━━━━━ TEXTE À LIRE
En période de crise, le traitement passe par une mise au repos de l’articulation. « Pour que ce repos n’entraîne pas un déconditionnement musculaire avec perte d’autonomie, prescrire en parallèle, des séances de kinésithérapie pour entretenir le reste du corps », indique le médecin. En période de calme, la pratique d’une activité physique adaptée voire de séances de renforcement musculaire en kinésithérapie permet de prévenir les poussées arthrosiques. L’évaluation podologique est également capitale : « un chaussage adapté avec, si besoin, des semelles plantaires thermoformées, limite l’impact des altérations d’ampliation articulaire du genou et soulage la hanche et le dos », précise-t-il. Le port d’une genouillère ou de bandes de tapes améliore la proprioception peut aider le patient à limiter les traumatismes qu’il inflige à son genou. La canne, peut soulager l’articulation, à condition d’adapter sa longueur pour ne pas risquer de modifier les équilibres et induire d'autres douleurs.

Tramadol surutilisé

Les infiltrations d’acide hyaluronique peuvent stabiliser certains patients en cas d’arthrose fémoro-tibiale. Sont à éviter chez les seniors fragiles, les anti-inflammatoires par voie générale (nombreux effets indésirables), et les traitements de fond antiarthrosiques d’action lente (efficacité non démontrée). Les topiques anti-inflammatoires peuvent être utiles « à condition de s’assurer que le patient n'est pas insuffisant cardiaque ou rénal sévère », ajoute le Pr Blain. Quant aux antalgiques, « ils limitent les informations proprioceptives et peuvent amener le malade à être plus traumatisant pour son articulation », fait-il remarquer. Le tramadol favorise la rétention vésicale d’urine, la constipation, peut entraîner un fécalome et une accoutumance. Il est également confusiogène en cas d’encéphalopathie vasculaire sous-jacente. « Avant toute prescription, s’assurer par une évaluation gérontologique simple (interrogatoire sur les antécédents et test de l’horloge, par ex.) que le patient n’a pas de troubles cognitifs ou d’épilepsie et vérifier qu’il n’y a pas de risque d’interactions avec d’autres traitements, notamment avec les antidépresseurs sérotoninergiques », insiste le praticien.

Prothèse : un « oui mais »

Lorsque l’évaluation fonctionnelle et douloureuse - et non uniquement l’examen radiologique- indiquent que le patient perd de l’autonomie, la pose d’une prothèse peut être envisagée. À condition que le geste chirurgical soit effectué suffisamment tôt et avec une évaluation globale du rapport bénéfices/risques chez le patient. « Chez un malade avec des troubles cognitifs sous-jacents, la chirurgie peut amener un bon résultat fonctionnel mais risque d’entraîner une dégradation de l’état cognitif voire une grabatisation du patient », insiste le médecin. Quel que soit le traitement, il est utile lors de la prise en charge d'un patient âgé fragile que les différents praticiens travaillent avec le gériatre. « Il aidera, par une approche globale du patient tenant compte des pathologies chroniques sous-jacentes, à anticiper le rapport bénéfices-risques des pistes thérapeutiques envisagées et à privilégier les approches médicamenteuses et non médicamenteuses les plus adaptées pour prévenir les effets indésirables liés aux traitements », conclut le Pr Blain.
━━━━━━━━━━
━━━━━ JEU DE DONNÉES
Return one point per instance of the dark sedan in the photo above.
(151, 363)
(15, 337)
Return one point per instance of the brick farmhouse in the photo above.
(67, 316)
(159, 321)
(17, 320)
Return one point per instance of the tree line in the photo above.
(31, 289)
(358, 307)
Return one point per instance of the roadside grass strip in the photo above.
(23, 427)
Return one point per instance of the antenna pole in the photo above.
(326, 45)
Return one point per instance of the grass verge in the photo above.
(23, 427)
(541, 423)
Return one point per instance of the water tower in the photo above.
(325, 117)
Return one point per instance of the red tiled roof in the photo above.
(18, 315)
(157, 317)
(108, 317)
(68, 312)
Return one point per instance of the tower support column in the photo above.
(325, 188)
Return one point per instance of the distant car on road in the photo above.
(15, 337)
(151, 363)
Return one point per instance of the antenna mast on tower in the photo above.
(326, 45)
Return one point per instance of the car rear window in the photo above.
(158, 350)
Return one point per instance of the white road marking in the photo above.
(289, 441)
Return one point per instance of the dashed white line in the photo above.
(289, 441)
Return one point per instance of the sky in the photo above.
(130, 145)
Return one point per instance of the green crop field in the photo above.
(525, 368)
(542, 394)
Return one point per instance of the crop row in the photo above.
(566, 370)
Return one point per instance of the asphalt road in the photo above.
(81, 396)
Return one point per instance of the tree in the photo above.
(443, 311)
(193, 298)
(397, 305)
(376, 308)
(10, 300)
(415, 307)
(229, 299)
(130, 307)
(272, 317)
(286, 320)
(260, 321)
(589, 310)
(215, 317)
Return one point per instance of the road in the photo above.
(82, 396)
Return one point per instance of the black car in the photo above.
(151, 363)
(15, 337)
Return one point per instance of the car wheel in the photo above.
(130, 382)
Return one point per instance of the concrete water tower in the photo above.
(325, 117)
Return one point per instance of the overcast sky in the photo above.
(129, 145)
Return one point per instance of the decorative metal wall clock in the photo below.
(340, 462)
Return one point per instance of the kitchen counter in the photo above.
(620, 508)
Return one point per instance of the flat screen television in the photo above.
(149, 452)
━━━━━━━━━━
━━━━━ JEU DE DONNÉES
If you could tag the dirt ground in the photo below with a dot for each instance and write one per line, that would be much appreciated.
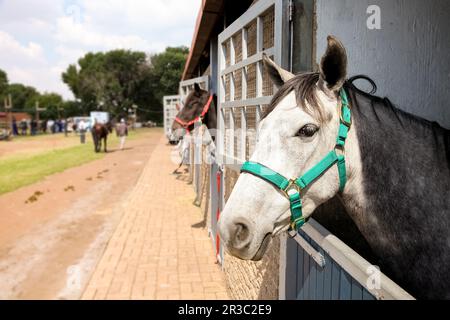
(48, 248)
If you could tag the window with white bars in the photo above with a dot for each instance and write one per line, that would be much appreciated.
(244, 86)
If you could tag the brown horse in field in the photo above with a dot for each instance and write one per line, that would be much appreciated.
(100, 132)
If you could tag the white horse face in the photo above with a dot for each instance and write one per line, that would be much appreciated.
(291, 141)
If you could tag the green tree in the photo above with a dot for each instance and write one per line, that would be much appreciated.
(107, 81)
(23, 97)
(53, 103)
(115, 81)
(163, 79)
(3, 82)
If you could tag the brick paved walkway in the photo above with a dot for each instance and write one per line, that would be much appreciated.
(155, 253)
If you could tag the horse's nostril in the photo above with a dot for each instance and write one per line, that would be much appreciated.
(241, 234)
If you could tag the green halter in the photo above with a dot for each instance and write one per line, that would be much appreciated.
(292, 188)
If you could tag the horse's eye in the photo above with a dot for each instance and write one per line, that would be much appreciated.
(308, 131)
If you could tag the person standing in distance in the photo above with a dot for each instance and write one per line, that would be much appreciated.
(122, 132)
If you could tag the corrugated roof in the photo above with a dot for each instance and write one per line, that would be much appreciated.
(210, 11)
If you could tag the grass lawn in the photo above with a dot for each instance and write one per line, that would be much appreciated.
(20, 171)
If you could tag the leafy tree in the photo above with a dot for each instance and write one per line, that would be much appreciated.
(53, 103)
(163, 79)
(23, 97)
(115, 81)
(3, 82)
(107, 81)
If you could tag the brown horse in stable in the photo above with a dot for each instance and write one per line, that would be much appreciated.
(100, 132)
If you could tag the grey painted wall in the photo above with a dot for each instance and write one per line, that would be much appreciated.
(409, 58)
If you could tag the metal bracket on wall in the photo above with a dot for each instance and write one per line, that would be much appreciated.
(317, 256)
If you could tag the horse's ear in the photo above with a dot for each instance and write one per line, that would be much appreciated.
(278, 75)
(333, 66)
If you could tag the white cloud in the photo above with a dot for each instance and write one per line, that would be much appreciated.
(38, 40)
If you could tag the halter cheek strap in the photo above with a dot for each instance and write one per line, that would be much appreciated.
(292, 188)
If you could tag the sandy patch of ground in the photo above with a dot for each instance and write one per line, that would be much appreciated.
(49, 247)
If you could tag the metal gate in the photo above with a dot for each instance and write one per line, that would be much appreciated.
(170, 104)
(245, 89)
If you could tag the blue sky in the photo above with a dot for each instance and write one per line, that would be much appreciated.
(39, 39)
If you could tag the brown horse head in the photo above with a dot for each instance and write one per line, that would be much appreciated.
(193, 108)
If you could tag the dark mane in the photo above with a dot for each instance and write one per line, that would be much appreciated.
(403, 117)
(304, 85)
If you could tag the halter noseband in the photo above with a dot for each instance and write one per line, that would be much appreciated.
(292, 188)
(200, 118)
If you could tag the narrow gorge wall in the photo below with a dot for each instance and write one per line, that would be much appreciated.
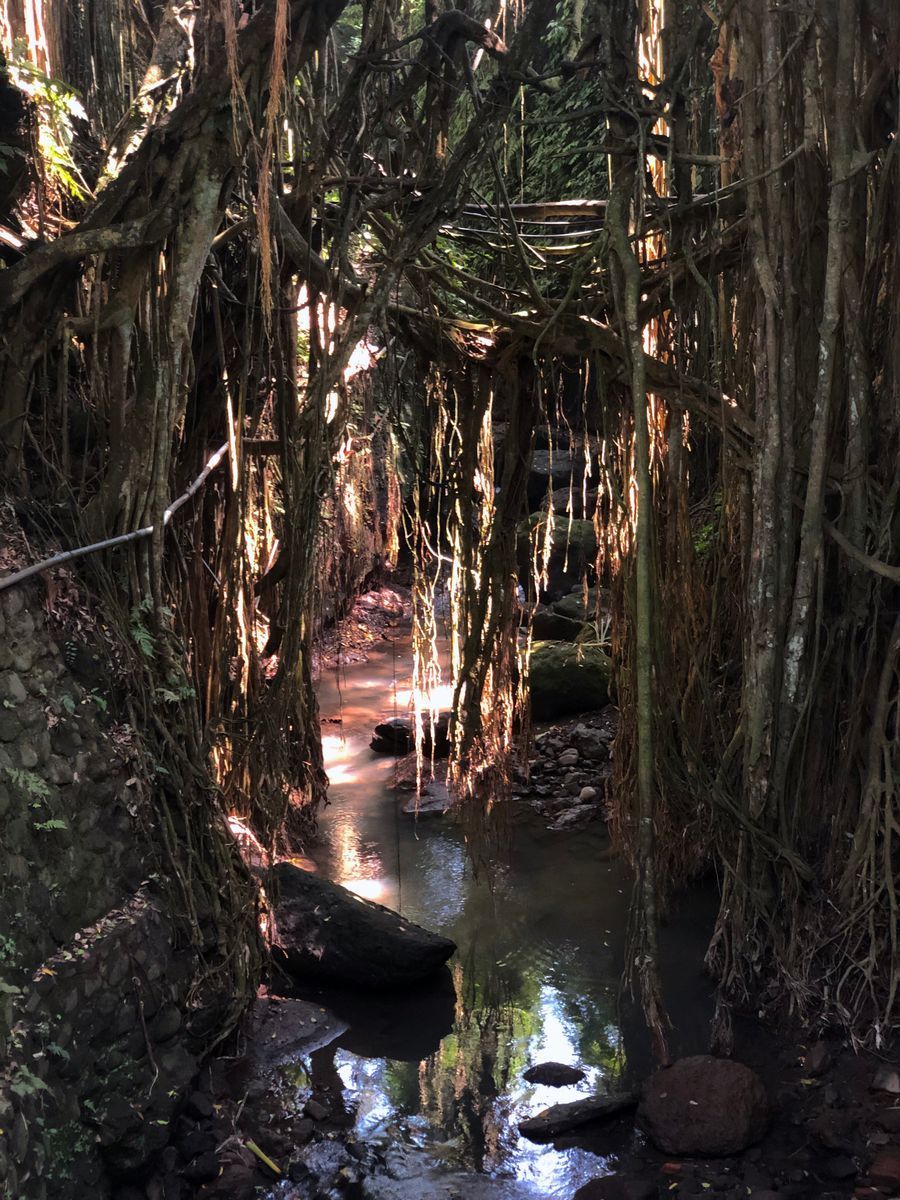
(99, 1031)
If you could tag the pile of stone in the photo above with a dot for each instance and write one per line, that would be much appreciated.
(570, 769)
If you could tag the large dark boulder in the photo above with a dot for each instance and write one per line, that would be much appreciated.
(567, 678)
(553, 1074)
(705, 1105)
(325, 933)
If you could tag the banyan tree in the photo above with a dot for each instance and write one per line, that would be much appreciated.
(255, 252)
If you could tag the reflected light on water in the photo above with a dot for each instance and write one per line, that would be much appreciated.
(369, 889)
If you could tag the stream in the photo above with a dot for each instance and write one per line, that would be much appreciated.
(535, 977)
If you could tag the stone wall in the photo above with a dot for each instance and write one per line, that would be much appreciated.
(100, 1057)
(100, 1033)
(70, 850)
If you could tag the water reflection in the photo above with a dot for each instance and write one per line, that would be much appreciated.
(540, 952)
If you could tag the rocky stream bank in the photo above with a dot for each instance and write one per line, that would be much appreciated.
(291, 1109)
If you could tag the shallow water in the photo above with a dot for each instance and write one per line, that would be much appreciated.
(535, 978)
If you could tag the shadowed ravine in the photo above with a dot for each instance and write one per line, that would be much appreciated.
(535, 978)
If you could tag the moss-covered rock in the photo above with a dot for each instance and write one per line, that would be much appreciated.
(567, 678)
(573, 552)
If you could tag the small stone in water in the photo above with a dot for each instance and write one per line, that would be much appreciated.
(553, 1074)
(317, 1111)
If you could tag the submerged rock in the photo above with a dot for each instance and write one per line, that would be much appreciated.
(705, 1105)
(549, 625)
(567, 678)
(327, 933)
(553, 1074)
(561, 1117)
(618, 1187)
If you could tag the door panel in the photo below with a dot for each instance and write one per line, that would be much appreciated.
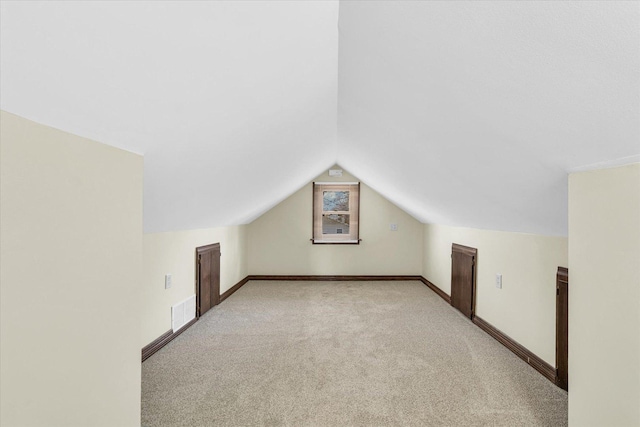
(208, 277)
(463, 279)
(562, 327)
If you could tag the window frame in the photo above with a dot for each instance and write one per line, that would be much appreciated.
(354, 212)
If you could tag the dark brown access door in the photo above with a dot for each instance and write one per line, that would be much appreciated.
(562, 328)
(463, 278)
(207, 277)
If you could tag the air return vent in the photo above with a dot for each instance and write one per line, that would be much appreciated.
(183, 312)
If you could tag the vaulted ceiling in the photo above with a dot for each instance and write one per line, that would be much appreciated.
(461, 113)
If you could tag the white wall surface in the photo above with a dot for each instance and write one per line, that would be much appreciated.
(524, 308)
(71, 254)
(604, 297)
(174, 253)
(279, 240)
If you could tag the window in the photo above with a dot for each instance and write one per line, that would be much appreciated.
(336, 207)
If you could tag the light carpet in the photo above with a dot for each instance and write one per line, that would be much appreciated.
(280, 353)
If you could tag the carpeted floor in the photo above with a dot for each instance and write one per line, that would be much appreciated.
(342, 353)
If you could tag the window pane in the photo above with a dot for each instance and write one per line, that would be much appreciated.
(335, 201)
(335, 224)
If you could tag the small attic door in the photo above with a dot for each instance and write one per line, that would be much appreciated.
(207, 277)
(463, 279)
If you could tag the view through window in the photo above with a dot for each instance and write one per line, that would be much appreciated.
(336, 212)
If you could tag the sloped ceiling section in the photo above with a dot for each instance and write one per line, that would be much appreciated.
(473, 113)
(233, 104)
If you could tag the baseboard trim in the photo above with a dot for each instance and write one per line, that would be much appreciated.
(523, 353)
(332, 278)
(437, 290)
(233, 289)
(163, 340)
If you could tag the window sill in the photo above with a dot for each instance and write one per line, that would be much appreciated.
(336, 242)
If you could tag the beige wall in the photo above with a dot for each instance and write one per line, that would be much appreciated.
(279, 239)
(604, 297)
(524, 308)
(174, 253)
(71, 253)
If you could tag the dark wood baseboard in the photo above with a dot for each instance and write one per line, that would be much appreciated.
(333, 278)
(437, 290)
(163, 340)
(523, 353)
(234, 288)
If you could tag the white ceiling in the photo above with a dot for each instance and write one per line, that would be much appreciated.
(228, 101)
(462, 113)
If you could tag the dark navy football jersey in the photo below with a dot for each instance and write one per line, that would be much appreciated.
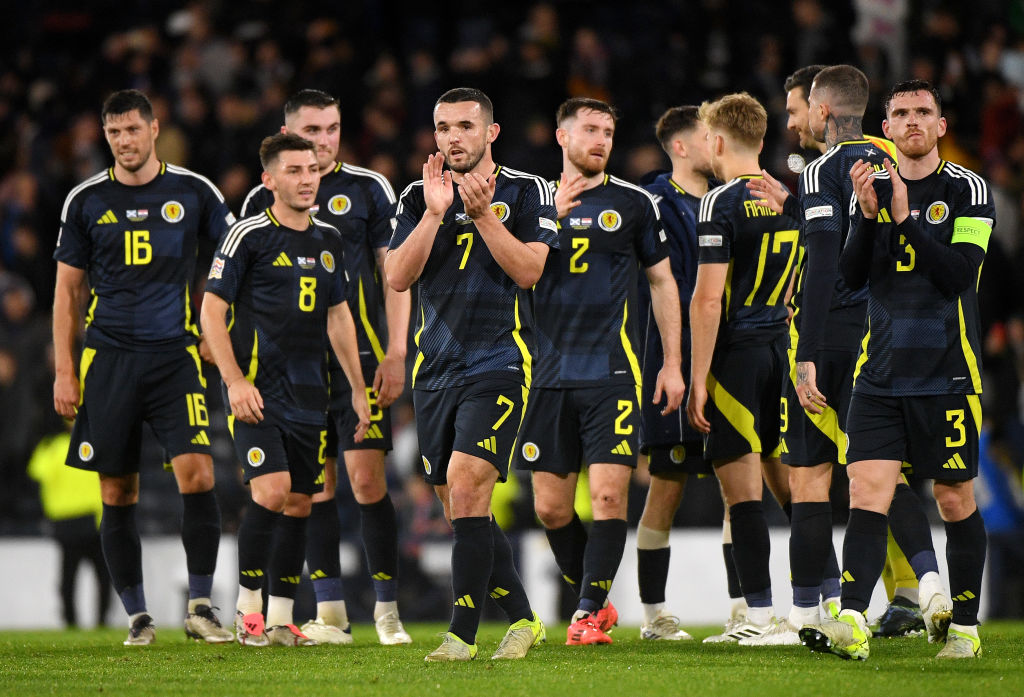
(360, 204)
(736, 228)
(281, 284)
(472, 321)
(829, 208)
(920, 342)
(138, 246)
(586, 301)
━━━━━━━━━━
> **VOTRE TÂCHE**: Pour chacune des affirmations suivantes, dites si elle concorde avec le texte sur l'arthrose en répondant par oui ou par non, puis citez mot pour mot les termes du texte qui permettent de trancher. 1. Les anti-inflammatoires par voie générale sont à éviter chez les seniors fragiles. 2. La pose d'une prothèse peut être décidée sur la seule base de l'examen radiologique. 3. La longueur de la canne doit être adaptée au patient. Les items n'interviennent pas dans cet exercice.

> **RÉPONSE**:
1. Oui : « Sont à éviter chez les seniors fragiles, les anti-inflammatoires par voie générale (nombreux effets indésirables) ».
2. Non : « et non uniquement l’examen radiologique ».
3. Oui : « à condition d’adapter sa longueur pour ne pas risquer de modifier les équilibres et induire d'autres douleurs ».